LdN 368 - Braucht die EU eigene Atomwaffen?

Eines vorweg: eine sehr schöne Lage und ich freue mich, dass ihr auch solche schwierigen Themen zur Sprache bringt.

Aber Huiuiui, ihr krazt hier ganz schön nonchalant am Vertrag zur Nichtverbreitung von Atomwaffen („Atomwaffensperrvertrag“). Wenn Frankreich nicht seinen Status als Nuklearmacht quasi an die EU überträgt, kann ich mir nicht vorstellen wie der Vertrag weiter eingehalten werden soll. Ob eine solche Übertragung überhapt möglich ist und ob Frankreich mitmachen würde sind andere Fragen. Es sollte Grundsatz sein, dass nicht noch mehr Länder oder Organisationen Atomwaffen bekommen, weil damit die Gefahr eines absichtlichen oder unabsichtlichen Einsatzes derselben steigt.

Eine andere Frage wäre die Kontrolle. Es muss eine Person die Berechtigung haben einen Zweitschlag auszulösen, ansonsten wirkt die Abschreckung nicht. Soll heißen: Wenn festgestellt wird, dass sich Nuklearwaffen im Anflug auf die EU befinden muss der Befehl zum Zurückschlagen innerhalb von Minuten ergehen, ansonsten sind alle tot, die diesen Befehl geben könnten. Das ist ja das, was den Kalten Krieg so gefährlich gemacht hat, die Angst vor einem Enthauptungsschlag. Es muss also der Befehlshaber der theoretischen EU-Abschreckungsmacht den Code-Koffer haben und wer ist das dann? Von der Leyen? Charles Michel? Ein Gremium kann es auf alle Fälle nicht sein.

#### [Datensätze]
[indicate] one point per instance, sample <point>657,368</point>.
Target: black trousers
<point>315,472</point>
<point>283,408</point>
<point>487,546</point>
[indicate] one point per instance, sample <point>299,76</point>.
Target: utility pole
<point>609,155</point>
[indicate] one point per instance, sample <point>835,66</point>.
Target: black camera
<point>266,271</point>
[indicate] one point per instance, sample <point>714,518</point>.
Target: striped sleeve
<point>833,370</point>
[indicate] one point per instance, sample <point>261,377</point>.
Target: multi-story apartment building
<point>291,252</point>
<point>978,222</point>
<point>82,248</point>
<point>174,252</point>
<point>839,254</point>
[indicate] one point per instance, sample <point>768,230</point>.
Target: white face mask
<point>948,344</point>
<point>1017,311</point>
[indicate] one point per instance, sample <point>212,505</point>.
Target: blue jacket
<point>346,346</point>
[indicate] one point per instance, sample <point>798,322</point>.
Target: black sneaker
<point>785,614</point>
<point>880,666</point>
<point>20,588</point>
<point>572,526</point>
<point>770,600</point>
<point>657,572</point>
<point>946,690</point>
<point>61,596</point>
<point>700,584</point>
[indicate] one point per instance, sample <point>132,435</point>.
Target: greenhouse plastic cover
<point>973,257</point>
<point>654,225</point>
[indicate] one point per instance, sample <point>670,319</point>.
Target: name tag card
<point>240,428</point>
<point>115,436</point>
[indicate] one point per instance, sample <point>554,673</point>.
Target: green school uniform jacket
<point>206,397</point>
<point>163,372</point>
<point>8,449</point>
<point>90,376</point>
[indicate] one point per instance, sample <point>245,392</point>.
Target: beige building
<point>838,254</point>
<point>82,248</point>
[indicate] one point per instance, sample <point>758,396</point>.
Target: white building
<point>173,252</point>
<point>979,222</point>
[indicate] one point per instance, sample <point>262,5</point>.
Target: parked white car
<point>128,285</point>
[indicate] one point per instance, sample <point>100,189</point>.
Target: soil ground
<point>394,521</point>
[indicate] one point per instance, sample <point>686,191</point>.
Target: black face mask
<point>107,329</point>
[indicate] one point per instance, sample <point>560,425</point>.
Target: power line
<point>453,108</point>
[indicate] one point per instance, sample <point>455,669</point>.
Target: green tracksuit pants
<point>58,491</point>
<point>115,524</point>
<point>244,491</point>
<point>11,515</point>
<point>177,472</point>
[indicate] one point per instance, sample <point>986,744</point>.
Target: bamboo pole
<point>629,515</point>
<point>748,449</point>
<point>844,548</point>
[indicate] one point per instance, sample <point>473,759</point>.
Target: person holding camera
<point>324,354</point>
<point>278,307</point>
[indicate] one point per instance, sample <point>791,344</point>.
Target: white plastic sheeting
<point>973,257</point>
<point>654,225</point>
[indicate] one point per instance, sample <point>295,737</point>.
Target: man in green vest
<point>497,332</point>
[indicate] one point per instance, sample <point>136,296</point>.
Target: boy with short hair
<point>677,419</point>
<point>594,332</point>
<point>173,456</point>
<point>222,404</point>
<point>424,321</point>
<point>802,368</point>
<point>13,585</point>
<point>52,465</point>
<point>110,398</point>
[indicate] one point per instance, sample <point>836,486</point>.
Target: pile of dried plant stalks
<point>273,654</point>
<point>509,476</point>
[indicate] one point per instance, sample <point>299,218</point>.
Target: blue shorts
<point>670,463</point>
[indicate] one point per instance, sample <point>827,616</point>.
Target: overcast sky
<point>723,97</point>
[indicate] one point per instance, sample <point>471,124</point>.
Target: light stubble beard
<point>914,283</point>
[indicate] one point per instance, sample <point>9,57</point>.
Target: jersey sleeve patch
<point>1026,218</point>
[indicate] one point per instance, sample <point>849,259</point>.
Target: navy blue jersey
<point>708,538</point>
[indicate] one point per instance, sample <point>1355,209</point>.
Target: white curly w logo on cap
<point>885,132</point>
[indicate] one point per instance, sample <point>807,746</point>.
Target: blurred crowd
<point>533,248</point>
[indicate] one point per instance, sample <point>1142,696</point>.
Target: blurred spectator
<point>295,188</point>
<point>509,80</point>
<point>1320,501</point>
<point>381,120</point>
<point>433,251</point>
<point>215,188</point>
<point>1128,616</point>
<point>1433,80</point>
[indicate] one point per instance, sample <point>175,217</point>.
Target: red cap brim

==

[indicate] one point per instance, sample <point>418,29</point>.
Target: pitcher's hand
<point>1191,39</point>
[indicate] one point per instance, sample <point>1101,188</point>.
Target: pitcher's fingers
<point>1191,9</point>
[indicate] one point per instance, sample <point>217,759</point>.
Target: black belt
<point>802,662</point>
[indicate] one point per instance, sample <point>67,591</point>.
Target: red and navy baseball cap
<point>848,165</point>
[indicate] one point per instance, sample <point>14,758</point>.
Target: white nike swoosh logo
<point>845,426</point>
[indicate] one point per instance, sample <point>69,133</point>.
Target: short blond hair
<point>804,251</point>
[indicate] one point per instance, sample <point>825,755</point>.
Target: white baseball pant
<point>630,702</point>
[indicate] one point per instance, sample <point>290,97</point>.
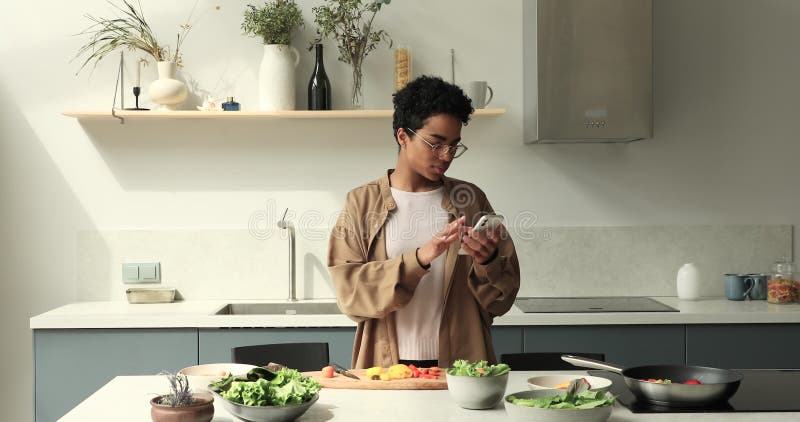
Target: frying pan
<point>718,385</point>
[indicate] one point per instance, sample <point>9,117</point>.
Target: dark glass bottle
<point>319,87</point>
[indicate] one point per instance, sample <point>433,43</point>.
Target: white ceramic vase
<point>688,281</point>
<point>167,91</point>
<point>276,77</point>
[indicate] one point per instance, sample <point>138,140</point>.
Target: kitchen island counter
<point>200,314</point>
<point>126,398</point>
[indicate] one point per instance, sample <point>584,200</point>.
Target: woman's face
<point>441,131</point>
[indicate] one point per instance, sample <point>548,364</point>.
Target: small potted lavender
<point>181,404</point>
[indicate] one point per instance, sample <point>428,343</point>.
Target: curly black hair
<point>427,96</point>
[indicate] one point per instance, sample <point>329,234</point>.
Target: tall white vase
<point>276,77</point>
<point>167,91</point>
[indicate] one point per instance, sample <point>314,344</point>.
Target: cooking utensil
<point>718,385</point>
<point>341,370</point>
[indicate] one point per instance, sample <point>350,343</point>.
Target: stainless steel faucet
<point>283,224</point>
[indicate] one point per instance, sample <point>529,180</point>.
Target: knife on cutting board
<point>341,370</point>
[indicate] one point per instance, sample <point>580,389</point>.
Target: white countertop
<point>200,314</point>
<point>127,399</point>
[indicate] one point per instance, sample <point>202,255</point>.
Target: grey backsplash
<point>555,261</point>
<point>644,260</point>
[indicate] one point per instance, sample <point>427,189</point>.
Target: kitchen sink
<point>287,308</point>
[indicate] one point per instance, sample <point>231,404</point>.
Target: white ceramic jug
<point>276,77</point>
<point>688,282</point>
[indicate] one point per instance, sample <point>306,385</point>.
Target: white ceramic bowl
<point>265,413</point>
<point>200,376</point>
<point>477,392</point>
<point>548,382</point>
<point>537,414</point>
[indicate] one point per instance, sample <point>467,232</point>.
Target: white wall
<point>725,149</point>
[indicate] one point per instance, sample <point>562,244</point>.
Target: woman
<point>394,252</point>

#### [Aufgaben]
1. Kannst du den Beitrag über eigene Atomwaffen der EU in zwei Sätzen zusammenfassen?
2. Wie lautet der Satz „Das ist ja das, was den Kalten Krieg so gefährlich gemacht hat, die Angst vor einem Enthauptungsschlag.“ aus dem Beitrag über EU-Atomwaffen auf Englisch?
3. Kannst du den Beitrag über eigene Atomwaffen der EU nach seinem letzten Satz um einen Absatz weiterführen?
Die Auflistung hat mit dem Beitrag nichts zu tun.

#### [Lösungen]
1. Der Beitrag warnt, dass eigene Atomwaffen der EU den Atomwaffensperrvertrag verletzen würden, solange Frankreich seinen Status als Nuklearmacht nicht an die EU überträgt. Außerdem fragt er, wer den Code-Koffer für einen Zweitschlag innerhalb von Minuten hätte, denn dafür müsse eine einzelne Person berechtigt sein und nicht ein Gremium.

2. That is exactly what made the Cold War so dangerous: the fear of a decapitation strike.

3.
Die aktuelle Haltung der NATO ist eine der Ambiguität des Atomwaffeneinsatzes, es wird also nicht klar gesagt, welche Aggression mit Atomwaffen bekämpft werden würde. Es wäre also ein taktischer Einsatz gegen Angriffstruppen im Baltikum möglich. Ich halte die Schwelle jedoch für so hoch, dass eigentlich nur eine existenzielle Bedrohung nuklear beantwortet werden würde, für den Rest muss die konventionelle Abschreckung ausreichen. Zudem sehen die meisten Experten den taktischen Einsatz (also auf dem Schlachtfeld gegen Truppen) von Atomwaffen als wenig sinnvoll (es gibt bessere Mittel) mit hohem Eskalationspotential an. Wenn ich Dr. Sauer im letzten Politikteil-Podcast richtig verstanden habe, dann sind die Bomben der nuklearen Teilhabe vor allem als Antwort auf einen russischen Einsatz von taktischen Nuklearwaffen gedacht.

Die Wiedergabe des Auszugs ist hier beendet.